# Given instruction
Gather every line in the material below that contains the word "dark", and copy each of those lines unchanged.

>> begin

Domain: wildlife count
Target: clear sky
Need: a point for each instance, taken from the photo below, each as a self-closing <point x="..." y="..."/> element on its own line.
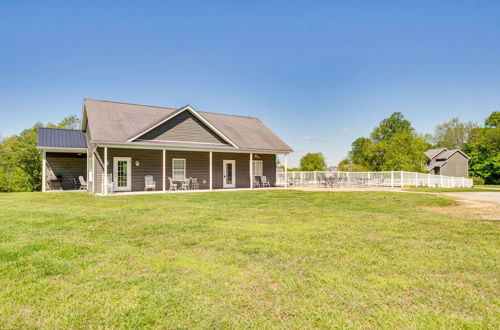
<point x="319" y="73"/>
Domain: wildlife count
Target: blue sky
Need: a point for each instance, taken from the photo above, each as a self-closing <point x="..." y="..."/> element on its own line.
<point x="319" y="73"/>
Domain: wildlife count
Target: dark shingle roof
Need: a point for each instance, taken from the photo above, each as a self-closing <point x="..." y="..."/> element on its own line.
<point x="118" y="122"/>
<point x="61" y="138"/>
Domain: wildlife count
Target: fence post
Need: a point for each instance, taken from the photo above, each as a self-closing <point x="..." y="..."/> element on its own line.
<point x="286" y="170"/>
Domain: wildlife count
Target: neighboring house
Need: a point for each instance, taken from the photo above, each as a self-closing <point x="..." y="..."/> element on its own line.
<point x="447" y="162"/>
<point x="121" y="143"/>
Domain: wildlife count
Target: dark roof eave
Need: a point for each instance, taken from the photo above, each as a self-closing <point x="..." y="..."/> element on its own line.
<point x="160" y="146"/>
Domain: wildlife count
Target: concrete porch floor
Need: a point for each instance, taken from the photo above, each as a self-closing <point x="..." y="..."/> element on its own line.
<point x="131" y="193"/>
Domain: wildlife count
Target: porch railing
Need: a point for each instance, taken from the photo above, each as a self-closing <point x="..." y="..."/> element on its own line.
<point x="381" y="179"/>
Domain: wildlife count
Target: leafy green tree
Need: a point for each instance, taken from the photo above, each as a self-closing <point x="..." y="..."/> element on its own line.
<point x="453" y="134"/>
<point x="361" y="152"/>
<point x="20" y="160"/>
<point x="493" y="120"/>
<point x="483" y="148"/>
<point x="393" y="145"/>
<point x="404" y="151"/>
<point x="347" y="165"/>
<point x="390" y="126"/>
<point x="313" y="162"/>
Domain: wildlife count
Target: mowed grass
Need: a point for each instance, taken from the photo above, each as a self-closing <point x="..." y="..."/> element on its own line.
<point x="248" y="259"/>
<point x="444" y="190"/>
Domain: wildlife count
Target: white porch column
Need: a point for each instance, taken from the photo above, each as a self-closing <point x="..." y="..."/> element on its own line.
<point x="93" y="171"/>
<point x="164" y="171"/>
<point x="251" y="171"/>
<point x="44" y="170"/>
<point x="210" y="169"/>
<point x="286" y="170"/>
<point x="105" y="180"/>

>> end

# Task response
Target: dark shingle roof
Target: dark roof eave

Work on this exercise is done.